# Required work
**A)** Answer these questions using the passage about Lloyd's training below.
(i) What did she do with the pregame meal plans she got?
(ii) What kind of lifting plan does she have now?
(iii) Besides a new lifting plan, what new thing does she have locally?
**B)** Write out part of the passage about Lloyd's training below. Begin at the words "Lloyd has, of" and stop after the words "her entire existence.".
**C)** Extend the passage about Lloyd's training below, starting right after its last sentence.

### Passage to read ###

She’d get pregame meal plans, but discarded them. “I go into a game hungry,” she says.

She’d do plyometrics, pushups, situps, hops, long runs, track runs, sprints, beach workouts, hills … “but I don't just do things because someone said, ‘This is good, and this is gonna work,’” she clarifies. “If I try them, and I test them, and it doesn't make sense to me, and I don't feel like it's translating or it's making my body feel good, I'm not gonna do it.”

Lloyd has, of course, received support over the years, both institutionally and from coaches. She has a new local trainer, and a new “functional movement” lifting plan. But she embraces noncompliant individualism. She embraces an “old school” persona. She grinds, and tells you she grinds — “I know that there's no one out there around the world that [trains] as much as I do. I mean, I'd love to hear one person” — and grinds some more to validate her words, her work, her worldview, her entire existence.

### Entries provided ###

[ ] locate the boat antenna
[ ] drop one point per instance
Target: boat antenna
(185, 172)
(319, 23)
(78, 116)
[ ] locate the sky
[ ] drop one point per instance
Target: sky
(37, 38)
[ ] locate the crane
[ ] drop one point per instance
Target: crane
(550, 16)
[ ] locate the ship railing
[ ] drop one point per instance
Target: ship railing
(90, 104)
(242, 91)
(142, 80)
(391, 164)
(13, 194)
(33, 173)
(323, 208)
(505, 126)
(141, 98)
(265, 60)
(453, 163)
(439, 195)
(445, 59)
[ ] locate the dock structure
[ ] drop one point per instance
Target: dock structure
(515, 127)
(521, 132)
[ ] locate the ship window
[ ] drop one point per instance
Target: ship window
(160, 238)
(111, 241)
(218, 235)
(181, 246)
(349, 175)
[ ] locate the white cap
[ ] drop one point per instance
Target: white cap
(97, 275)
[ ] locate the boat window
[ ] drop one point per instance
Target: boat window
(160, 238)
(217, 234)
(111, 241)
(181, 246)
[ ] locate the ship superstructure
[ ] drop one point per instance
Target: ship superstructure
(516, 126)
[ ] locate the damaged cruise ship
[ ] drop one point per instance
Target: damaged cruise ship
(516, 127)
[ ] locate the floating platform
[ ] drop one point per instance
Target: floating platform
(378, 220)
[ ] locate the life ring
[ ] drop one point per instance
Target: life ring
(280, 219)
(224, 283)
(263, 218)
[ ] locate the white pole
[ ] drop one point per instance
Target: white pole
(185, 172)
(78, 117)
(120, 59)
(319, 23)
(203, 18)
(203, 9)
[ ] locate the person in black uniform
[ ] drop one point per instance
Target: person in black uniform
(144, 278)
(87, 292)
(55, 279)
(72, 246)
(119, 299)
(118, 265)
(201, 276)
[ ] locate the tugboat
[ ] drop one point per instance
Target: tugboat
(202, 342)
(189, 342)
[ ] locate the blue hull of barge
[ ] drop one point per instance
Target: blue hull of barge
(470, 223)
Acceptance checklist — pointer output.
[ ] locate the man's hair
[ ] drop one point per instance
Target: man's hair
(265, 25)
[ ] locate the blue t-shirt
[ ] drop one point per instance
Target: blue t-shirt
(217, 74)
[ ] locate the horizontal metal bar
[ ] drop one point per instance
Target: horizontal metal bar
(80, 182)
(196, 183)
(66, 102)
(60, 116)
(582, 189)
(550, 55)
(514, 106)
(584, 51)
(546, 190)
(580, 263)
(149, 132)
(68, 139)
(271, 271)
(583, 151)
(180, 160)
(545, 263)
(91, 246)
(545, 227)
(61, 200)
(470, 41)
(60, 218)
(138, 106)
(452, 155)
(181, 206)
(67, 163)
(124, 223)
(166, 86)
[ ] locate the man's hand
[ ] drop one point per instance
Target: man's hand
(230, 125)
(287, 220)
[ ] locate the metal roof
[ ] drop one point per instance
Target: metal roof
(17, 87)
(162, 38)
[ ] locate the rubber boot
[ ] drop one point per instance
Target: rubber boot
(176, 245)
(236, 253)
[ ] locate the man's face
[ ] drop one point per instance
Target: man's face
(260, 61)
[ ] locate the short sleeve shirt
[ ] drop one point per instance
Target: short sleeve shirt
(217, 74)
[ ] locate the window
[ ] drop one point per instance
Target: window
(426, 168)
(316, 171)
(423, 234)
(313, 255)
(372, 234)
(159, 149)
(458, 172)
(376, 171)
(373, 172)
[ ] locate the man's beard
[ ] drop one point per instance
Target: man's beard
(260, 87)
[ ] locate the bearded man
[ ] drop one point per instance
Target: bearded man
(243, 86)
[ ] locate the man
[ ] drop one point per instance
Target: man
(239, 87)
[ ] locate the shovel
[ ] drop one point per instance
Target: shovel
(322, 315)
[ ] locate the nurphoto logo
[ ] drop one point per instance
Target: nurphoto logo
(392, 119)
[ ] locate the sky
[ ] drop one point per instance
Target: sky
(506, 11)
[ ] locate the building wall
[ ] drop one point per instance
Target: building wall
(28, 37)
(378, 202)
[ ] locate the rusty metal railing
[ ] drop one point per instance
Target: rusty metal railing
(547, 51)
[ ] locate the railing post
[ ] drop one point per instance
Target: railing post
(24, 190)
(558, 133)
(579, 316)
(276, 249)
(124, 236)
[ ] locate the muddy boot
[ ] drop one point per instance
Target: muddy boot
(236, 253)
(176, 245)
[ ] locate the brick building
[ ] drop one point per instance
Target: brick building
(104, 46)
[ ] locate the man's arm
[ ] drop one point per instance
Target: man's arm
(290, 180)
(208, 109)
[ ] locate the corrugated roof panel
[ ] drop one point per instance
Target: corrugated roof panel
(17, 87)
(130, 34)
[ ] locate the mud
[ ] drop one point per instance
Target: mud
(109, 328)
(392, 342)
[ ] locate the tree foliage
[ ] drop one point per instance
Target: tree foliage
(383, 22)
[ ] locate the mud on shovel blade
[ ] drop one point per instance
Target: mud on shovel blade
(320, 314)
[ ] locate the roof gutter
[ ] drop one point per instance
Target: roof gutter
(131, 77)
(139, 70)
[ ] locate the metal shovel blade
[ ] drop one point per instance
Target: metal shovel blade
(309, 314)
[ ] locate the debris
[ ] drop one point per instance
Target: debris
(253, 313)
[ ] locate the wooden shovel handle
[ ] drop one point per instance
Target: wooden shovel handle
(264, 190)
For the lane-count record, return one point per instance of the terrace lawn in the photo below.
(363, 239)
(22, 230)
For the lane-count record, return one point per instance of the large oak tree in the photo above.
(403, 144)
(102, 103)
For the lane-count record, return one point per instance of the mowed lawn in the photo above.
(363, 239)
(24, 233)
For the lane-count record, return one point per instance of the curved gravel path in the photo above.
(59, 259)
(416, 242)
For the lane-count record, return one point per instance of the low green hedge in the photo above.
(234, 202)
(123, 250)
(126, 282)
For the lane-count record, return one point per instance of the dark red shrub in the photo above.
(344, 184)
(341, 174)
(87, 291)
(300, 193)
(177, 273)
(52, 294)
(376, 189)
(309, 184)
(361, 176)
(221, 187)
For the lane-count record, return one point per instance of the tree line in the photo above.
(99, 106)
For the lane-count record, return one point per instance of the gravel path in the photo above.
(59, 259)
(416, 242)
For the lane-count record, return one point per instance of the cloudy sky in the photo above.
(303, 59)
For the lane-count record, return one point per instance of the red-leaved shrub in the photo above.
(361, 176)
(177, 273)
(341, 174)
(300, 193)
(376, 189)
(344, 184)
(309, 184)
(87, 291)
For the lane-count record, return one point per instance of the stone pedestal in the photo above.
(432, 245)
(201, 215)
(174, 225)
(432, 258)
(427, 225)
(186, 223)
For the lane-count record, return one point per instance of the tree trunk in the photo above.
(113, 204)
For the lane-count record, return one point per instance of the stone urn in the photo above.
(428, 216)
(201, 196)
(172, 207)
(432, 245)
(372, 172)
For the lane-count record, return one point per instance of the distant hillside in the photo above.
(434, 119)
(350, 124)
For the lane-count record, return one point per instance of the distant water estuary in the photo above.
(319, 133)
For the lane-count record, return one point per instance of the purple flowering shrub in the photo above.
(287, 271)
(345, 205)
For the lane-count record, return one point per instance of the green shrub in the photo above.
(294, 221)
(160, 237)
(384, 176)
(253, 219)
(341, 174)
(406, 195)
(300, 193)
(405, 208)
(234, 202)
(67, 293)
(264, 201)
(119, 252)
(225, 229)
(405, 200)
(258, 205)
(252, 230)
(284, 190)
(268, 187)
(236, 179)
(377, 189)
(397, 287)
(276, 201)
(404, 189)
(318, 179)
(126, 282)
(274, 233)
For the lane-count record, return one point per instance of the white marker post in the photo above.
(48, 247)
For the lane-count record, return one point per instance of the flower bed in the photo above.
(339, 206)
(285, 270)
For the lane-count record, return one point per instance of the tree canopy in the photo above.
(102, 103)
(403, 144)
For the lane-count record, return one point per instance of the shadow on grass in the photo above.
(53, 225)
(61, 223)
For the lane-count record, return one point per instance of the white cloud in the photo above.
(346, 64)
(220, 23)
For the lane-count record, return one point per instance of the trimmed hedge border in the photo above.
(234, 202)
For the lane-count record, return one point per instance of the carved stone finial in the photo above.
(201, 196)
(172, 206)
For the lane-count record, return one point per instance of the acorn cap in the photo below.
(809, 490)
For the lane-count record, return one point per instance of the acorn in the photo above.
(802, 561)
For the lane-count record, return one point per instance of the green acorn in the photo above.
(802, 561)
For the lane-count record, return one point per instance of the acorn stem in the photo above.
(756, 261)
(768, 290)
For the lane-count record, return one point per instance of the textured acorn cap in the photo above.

###

# Answer set
**A)**
(i) She discarded them.
(ii) A new "functional movement" lifting plan.
(iii) A new local trainer.

**B)**
Lloyd has, of course, received support over the years, both institutionally and from coaches. She has a new local trainer, and a new “functional movement” lifting plan. But she embraces noncompliant individualism. She embraces an “old school” persona. She grinds, and tells you she grinds — “I know that there's no one out there around the world that [trains] as much as I do. I mean, I'd love to hear one person” — and grinds some more to validate her words, her work, her worldview, her entire existence.

**C)**
She constantly watches film on her laptop.

She stretches, uses a vibrating massage gun for deep-tissue muscle work, and wears full-leg compression devices while watching TV.

She adheres to a strict diet. She used to love bread, Hollins says, but cut it out, along with sweets. She now cooks meals heavy on vegetables, fish and other proteins. “She gets on me when I eat a cookie sometimes,” Hollins says with a laugh.

There’s also the masseuse that comes to the house twice a week. There are the 9:30, maybe 10 p.m. bed times. “I've done ice baths consistently my whole entire career,” she says. “Some people wanna say, ‘Oh, well the science doesn't prove that it works.’ I don't buy into it. It's making me feel good. I continue to do it every single day.” Hollins says she bought a horse trough, and fills it with ice and water in their yard.

She doesn’t just admit she’s “different.” She treasures being different, one of a kind. She thinks she’s “had to overcome a lot because I have gone about my career way different than any other person.”

And those other people, for the most part, have learned to let her have her way. To let Carli be Carli. “I've obviously continued to be successful, so I think people have just accepted it,” she says. The USWNT’s new head of performance, Ellie Maybury, has been “fully supportive,” Lloyd says, and tells her: “Whatever works for you, just keep doing it.”

Carli Lloyd's last hurrah?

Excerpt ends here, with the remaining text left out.